Copy each line of the entries below word for word, but leave out the pictures.

++++ DATA SHOWN

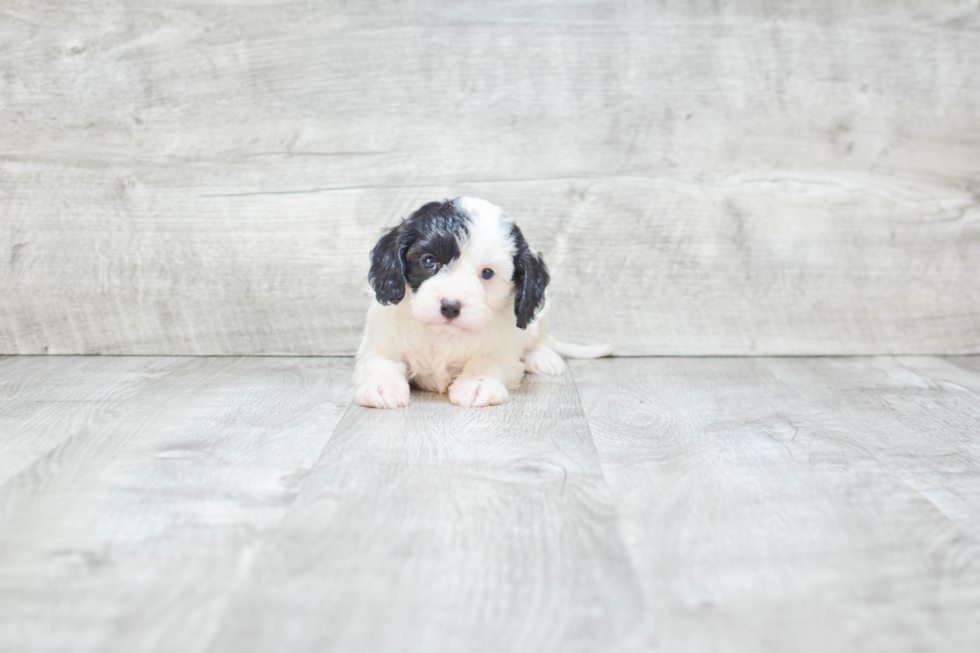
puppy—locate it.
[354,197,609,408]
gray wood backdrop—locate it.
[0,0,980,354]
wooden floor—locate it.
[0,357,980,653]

++++++++

### TASK RESULT
puppy—locate it.
[354,197,609,408]
gray wood backdrop—locate it.
[0,0,980,354]
wooden floor—locate it.
[0,357,980,653]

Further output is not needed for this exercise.